What is needed. Return every line below exactly as written.

[Referring expression pointing data]
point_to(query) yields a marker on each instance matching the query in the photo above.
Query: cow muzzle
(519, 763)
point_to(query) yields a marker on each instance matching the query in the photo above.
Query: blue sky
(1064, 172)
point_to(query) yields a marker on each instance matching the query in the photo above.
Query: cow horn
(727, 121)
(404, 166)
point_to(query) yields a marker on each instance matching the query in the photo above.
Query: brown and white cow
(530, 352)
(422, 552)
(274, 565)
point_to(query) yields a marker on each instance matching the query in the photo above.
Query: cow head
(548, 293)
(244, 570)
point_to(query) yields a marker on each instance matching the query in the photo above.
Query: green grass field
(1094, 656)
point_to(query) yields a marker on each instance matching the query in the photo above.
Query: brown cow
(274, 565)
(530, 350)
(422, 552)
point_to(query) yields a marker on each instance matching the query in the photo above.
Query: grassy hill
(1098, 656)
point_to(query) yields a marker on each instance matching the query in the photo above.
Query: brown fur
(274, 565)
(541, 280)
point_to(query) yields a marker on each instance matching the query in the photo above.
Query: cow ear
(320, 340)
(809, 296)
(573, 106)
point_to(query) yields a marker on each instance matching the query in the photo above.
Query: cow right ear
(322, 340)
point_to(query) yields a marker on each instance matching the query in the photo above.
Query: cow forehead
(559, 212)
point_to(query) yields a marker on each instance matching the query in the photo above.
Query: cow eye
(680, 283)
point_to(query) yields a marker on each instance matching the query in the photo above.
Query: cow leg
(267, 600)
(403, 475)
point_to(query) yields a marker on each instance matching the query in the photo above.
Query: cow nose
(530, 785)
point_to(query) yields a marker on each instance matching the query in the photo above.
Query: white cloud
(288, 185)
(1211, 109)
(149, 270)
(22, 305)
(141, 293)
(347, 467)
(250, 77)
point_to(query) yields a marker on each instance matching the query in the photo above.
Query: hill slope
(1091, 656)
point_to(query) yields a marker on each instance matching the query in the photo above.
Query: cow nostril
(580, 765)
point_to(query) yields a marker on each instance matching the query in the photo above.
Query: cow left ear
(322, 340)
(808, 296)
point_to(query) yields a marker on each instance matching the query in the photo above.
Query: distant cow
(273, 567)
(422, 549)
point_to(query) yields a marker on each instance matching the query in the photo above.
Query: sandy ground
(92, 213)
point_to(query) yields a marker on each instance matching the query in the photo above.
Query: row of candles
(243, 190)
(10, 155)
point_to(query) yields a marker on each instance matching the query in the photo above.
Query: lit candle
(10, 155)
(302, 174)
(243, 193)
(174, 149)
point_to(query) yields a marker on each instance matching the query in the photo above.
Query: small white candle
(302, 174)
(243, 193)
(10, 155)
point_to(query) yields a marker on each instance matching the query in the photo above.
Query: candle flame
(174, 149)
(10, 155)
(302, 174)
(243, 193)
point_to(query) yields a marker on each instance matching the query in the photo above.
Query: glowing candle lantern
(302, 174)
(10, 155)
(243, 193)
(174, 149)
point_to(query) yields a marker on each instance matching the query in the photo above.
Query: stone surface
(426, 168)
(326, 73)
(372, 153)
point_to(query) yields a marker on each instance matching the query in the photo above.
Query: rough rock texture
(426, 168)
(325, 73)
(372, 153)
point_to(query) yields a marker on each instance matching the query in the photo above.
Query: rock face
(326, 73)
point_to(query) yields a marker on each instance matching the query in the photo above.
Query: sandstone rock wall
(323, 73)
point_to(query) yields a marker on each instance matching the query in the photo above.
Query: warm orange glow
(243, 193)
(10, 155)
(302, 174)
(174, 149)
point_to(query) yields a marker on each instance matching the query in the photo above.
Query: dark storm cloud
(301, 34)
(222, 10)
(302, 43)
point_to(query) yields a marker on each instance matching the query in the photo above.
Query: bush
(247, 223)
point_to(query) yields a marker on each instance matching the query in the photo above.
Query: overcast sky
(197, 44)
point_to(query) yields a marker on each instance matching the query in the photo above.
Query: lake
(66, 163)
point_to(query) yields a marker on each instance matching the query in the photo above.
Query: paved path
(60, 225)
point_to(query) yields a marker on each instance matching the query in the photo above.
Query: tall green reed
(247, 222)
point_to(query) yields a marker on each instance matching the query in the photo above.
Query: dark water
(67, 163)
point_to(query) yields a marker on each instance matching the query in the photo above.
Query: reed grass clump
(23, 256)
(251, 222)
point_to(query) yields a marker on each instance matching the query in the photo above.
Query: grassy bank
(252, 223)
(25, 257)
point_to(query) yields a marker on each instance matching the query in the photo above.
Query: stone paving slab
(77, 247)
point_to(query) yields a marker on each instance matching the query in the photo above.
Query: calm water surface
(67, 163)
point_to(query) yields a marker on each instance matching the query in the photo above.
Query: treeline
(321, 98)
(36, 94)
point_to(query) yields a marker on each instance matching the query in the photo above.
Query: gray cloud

Result for this task.
point_to(query) yields a marker on each instance matching the query in the photo above.
Query: cow muzzle
(519, 763)
point_to(query) yields a marker on each instance matching the query in the photo above.
Query: blue sky
(1064, 172)
point_to(query) yields a marker on each instance matching the query in the photo above.
Query: cow horn
(727, 121)
(404, 166)
point_to(query) yields a marker on each instance matching the query in the photo above.
Query: brown and white cow
(530, 352)
(422, 552)
(274, 565)
point_to(query) yields a marker on each instance matching the query in the photo above.
Query: cow head
(548, 293)
(244, 570)
point_to(query) yields a marker on each instance matching the query in the photo above.
Query: green grass field
(1094, 656)
point_to(query) yields a marker on each instance matching the query in the photo above.
Query: brown cow
(274, 565)
(530, 350)
(422, 552)
point_to(query) yields a marker on each instance matching the query in the photo above.
Query: grassy hill
(1098, 656)
point_to(query) yields a marker on each instance matching the query in the photo above.
Query: brown fur
(274, 565)
(541, 280)
point_to(query) yields a marker on each instance matching the query in the photo above.
Query: cow ear
(320, 340)
(809, 296)
(573, 106)
point_to(query) yields a marker on each instance matching the query in the photo above.
Query: cow right ear
(322, 340)
point_to(query) yields a marker on each instance matching the query in the photo above.
Query: cow forehead
(559, 212)
point_to(query) yields a marker on each instance matching the query in the photo above.
Query: cow eye
(680, 283)
point_to(query) yields a marker on each instance matching the query in the photo above.
Query: cow leg
(267, 600)
(403, 475)
point_to(query) yields a marker on each instance matching the query in the photo above.
Query: cow nose
(530, 785)
point_to(query) yields a marker on each instance matching the query in the photo above.
Query: white cloud
(288, 185)
(1211, 109)
(149, 270)
(22, 305)
(141, 293)
(347, 467)
(250, 77)
point_to(query) yields a marker on each instance matching the query in the photo above.
Query: hill slope
(1091, 656)
point_to(query) yields a marker on each instance matching the query in the photo above.
Query: cow nostril
(580, 765)
point_to(query) yields a marker on each instance matching the query in the photo above.
Query: cow left ear
(322, 340)
(808, 296)
point_to(query) yields a marker on each instance matching the query in the photo above.
Query: distant cow
(273, 567)
(422, 549)
point_to(query) yields a marker on each instance matching the query in the photo above.
Query: sandy ground
(92, 213)
point_to(query) yields a marker on each instance matching the query in the photo above.
Query: row of candles
(243, 190)
(10, 155)
point_to(query) yields a marker on each instance matching the query in the photo above.
Query: lit candle
(10, 155)
(302, 174)
(243, 193)
(174, 149)
point_to(query) yields a marker on each instance matching the query in the photo above.
Query: small white candle
(302, 174)
(243, 193)
(10, 155)
point_to(query) yields a marker on each instance matching the query in the photo above.
Query: candle flame
(174, 149)
(10, 155)
(302, 174)
(243, 193)
point_to(query) yields a marker on each instance matching the query in the photo above.
Query: glowing candle lantern
(302, 174)
(10, 155)
(243, 193)
(174, 149)
point_to(query) yields a marker on each instance matching the query in the photo above.
Query: stone surface
(426, 168)
(326, 73)
(372, 153)
point_to(query) yields a marker on each instance matching the query in the photo above.
Query: rough rock texture
(426, 168)
(325, 73)
(372, 153)
point_to(query) yields a marker on each instance matching the query in the photo above.
Query: rock face
(326, 73)
point_to(query) yields a marker on each instance matching the query in the photo above.
Query: sandstone rock wall
(323, 73)
point_to(query) yields a marker on each instance matching the query in the photo above.
Query: warm orange glow
(243, 193)
(10, 155)
(302, 174)
(174, 149)
point_to(query) yields a marker on each instance matching the query in the photo above.
Query: dark storm cloud
(301, 34)
(222, 10)
(302, 43)
point_to(query) yields a marker on each instance matching the query in the photo above.
Query: bush
(247, 223)
point_to(query) yields a marker on each instance matching the query in the photo above.
Query: overcast sky
(197, 44)
point_to(query) yields a marker on each instance matching the query in the photo above.
Query: lake
(66, 163)
point_to(query) yields a marker on each instance matching the query in the photo above.
Query: paved path
(60, 225)
point_to(query) yields a marker on each instance matching the query in the photo above.
Query: tall green reed
(247, 222)
point_to(query) yields a marker on each instance matching the query in the photo above.
Query: dark water
(67, 163)
point_to(query) yields a marker on each instance matching the query in the photo above.
Query: reed grass clump
(23, 256)
(251, 222)
point_to(query) yields a marker on each instance matching the query in the photo above.
Query: grassy bank
(252, 223)
(25, 257)
point_to(query) yields a marker on each instance matching the query in the photo above.
Query: stone paving slab
(77, 247)
point_to(query) yields a marker on each instance matching the query in the photo above.
Query: calm water surface
(67, 163)
point_to(query) yields a marker on each instance matching the query in the photo above.
Query: treeline
(321, 98)
(36, 94)
point_to(query) yields a marker on each instance matching the query in the photo above.
Query: gray cloud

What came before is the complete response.